Stated goal: Select and copy each line of the listing that contains the word "black", treating uppercase and lowercase as different.

Data excerpts:
○ ○ ○ ○ ○
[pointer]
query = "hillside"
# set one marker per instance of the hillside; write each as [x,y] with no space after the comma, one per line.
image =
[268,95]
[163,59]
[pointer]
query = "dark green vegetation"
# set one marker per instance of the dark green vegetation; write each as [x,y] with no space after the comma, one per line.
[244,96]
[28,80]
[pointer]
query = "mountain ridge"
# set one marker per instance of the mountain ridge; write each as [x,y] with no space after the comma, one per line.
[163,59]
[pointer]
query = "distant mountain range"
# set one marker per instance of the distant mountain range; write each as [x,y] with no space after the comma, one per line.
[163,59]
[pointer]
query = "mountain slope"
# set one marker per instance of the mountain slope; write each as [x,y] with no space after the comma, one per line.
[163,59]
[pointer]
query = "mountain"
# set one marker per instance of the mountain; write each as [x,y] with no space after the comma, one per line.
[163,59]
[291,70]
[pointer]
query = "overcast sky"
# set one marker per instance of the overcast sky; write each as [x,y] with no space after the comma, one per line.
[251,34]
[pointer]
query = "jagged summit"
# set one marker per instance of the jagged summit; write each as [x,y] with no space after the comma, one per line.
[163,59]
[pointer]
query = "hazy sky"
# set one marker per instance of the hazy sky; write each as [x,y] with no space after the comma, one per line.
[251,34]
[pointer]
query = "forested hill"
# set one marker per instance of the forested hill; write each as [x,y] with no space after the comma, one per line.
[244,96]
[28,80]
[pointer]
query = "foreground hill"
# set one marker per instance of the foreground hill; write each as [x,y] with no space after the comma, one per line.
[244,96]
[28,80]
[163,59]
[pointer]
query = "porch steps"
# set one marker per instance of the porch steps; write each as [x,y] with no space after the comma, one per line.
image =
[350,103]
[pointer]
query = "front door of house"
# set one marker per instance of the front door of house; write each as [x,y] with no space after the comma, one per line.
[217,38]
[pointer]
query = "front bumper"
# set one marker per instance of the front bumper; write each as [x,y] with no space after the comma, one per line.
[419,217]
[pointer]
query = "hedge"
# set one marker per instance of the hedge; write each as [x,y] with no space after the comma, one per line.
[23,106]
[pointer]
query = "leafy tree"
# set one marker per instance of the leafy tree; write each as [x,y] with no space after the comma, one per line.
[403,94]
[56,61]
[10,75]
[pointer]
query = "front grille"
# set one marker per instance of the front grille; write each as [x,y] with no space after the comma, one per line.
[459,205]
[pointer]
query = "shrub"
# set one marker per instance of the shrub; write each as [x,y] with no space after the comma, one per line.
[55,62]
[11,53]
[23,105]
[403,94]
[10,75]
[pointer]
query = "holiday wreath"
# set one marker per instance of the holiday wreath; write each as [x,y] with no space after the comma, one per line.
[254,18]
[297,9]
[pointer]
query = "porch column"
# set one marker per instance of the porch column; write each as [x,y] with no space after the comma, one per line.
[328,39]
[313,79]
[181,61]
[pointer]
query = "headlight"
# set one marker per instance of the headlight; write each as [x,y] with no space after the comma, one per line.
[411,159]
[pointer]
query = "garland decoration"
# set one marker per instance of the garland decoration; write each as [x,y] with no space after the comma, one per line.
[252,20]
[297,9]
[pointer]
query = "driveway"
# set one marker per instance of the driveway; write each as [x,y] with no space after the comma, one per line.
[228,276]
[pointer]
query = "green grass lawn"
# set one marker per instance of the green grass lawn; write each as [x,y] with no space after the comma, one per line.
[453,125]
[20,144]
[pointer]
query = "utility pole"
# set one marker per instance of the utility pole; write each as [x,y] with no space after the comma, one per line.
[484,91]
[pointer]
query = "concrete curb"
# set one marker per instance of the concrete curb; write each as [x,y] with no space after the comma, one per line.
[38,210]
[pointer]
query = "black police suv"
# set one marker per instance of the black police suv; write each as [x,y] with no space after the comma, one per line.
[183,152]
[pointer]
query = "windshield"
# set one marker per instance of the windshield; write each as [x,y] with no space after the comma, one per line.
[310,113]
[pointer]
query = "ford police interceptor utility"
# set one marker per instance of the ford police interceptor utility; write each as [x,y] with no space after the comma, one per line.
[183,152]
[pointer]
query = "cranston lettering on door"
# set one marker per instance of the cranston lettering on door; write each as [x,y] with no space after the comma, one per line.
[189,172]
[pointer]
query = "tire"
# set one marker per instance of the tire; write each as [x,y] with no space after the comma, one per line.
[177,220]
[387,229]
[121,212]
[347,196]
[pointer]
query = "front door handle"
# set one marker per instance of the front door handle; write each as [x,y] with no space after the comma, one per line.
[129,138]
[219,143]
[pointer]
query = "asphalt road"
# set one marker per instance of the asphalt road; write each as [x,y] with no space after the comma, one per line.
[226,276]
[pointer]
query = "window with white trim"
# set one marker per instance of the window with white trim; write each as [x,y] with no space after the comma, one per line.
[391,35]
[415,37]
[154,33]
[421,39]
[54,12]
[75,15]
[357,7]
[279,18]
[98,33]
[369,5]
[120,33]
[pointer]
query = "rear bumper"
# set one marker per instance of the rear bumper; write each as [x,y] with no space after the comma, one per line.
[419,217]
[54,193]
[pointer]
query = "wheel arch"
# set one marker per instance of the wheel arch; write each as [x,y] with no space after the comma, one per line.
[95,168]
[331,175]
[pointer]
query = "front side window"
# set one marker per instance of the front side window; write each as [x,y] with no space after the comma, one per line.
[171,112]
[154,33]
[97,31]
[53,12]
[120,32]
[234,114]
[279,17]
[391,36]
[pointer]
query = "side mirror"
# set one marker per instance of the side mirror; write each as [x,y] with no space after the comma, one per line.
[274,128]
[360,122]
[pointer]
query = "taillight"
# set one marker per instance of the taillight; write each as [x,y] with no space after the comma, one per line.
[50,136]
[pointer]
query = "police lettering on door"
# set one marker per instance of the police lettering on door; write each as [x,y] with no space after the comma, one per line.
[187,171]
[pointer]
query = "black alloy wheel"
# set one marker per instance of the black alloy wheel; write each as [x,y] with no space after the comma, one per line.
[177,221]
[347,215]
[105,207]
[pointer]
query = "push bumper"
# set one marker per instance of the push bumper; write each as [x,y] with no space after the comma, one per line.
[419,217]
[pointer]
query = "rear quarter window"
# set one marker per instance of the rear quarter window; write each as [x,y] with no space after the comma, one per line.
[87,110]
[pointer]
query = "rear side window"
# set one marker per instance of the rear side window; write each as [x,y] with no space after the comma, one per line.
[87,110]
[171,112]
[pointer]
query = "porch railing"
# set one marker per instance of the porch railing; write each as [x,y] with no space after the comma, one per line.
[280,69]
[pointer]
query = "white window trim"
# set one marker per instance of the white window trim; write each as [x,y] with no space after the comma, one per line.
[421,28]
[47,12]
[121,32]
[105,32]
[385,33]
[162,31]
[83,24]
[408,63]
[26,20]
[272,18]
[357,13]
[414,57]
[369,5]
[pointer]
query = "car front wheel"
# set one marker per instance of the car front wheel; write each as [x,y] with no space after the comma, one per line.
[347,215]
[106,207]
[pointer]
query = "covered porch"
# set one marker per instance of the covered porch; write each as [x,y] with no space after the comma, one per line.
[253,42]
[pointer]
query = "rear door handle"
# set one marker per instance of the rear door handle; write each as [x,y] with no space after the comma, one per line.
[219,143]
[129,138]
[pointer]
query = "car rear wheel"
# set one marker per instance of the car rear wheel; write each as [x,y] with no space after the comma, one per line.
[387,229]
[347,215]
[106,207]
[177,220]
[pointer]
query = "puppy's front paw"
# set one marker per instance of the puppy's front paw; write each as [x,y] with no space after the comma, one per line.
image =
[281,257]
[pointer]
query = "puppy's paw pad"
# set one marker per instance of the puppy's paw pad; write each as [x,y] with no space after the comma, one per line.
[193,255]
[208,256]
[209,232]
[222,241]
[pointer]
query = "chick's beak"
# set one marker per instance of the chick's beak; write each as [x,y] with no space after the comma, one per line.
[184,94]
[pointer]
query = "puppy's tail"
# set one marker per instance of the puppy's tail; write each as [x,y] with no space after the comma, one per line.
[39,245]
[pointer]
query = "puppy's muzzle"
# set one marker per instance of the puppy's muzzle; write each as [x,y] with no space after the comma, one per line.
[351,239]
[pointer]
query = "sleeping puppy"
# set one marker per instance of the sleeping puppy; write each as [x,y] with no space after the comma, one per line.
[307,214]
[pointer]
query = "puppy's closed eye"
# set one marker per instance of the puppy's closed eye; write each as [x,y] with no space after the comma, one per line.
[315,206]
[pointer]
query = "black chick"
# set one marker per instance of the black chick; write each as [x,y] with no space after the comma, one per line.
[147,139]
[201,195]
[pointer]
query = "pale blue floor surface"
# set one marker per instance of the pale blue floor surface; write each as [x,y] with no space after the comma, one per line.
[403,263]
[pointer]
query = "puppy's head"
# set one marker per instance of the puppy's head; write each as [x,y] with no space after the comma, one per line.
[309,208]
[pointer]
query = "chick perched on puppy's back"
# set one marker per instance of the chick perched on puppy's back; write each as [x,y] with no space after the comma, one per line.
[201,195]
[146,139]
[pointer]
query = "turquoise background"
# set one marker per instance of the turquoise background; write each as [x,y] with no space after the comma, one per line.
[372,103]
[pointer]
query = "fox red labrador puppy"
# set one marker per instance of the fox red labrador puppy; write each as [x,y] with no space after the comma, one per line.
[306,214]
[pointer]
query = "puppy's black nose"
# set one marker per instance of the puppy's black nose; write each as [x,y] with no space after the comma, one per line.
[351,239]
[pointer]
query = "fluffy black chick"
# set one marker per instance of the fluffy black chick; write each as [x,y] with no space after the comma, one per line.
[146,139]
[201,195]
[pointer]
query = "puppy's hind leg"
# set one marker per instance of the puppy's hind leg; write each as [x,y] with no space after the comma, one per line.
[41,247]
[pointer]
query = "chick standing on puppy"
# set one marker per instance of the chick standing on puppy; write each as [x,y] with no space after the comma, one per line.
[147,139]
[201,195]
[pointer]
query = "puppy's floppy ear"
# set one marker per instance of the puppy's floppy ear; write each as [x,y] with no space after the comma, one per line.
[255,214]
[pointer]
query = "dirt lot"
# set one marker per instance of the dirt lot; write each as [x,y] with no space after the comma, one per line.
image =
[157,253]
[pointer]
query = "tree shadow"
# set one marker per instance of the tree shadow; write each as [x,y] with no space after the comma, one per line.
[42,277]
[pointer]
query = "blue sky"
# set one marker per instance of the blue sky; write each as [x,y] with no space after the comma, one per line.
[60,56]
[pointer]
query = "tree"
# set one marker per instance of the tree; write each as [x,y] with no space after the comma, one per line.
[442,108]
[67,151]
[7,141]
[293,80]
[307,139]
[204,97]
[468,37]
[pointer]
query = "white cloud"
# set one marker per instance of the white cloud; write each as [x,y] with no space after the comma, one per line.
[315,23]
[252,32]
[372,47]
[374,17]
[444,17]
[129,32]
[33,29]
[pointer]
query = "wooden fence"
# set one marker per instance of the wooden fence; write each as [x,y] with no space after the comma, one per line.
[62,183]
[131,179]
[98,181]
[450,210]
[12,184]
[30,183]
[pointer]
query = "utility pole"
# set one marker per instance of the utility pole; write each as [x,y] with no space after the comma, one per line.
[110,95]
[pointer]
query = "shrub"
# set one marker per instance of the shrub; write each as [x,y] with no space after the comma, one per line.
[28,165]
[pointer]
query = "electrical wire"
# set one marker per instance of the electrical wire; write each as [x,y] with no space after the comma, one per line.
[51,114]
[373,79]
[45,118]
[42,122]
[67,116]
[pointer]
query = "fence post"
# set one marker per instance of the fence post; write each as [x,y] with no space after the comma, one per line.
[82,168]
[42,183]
○ ○ ○ ○ ○
Final result:
query = "black police suv"
# set one marker per instance of the black police suv; write each as [x,y] with no space after the comma, one per line.
query = "black alloy wheel"
# set one marker per instance of the black alloy wheel; write each as [x,y] with no space after the comma, one per line.
query = "black chick"
# set one marker per instance of the black chick; write each as [x,y] with no space after the comma, one per line.
query = "puppy's black nose"
# set one marker per instance of the puppy's black nose; write each as [x,y] with no space after the comma, one per line.
query = "fluffy black chick"
# set one marker per instance of the fluffy black chick; write each as [x,y] with no space after the comma, one per line.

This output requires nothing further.